Required work: Copy all of the entries below, substituting "widest part" for every occurrence of "thickest part" and keeping everything else the same, but omit the pictures.

Dataset content:

⟨

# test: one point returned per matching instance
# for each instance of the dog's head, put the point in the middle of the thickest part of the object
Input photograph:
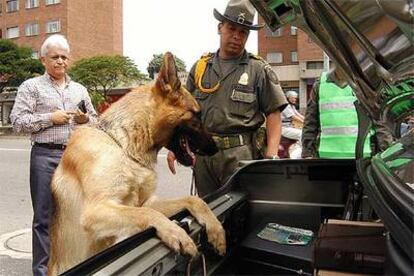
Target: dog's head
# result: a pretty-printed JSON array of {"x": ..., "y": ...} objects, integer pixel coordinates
[{"x": 179, "y": 127}]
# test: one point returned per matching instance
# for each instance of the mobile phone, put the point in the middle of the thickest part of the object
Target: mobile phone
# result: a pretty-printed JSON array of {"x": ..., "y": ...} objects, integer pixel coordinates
[{"x": 82, "y": 106}]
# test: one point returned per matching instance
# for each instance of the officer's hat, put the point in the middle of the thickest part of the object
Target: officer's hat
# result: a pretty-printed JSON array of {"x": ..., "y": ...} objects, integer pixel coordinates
[{"x": 240, "y": 12}]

⟩

Exercise answer:
# test: one point returned per matching instance
# for each instance of the dog's head, put the point in the middle of the widest part of the object
Input photograph:
Target: dog's head
# result: a pretty-printed JSON array of {"x": ..., "y": ...} objects, integer pixel coordinates
[{"x": 179, "y": 127}]
# test: one point returned per matching instance
# for each instance of the mobile phone, put the point in the middle of the widest part of the object
Target: mobile phone
# result: a pretty-printed JSON array of {"x": ..., "y": ...} objects, integer pixel coordinates
[{"x": 82, "y": 106}]
# test: one point returned per matching instance
# for each instance of the officer's hat, put the point in the middle of the widest part of the object
Target: officer's hat
# result: a pretty-printed JSON array of {"x": ..., "y": ...} objects, integer pixel coordinates
[{"x": 240, "y": 12}]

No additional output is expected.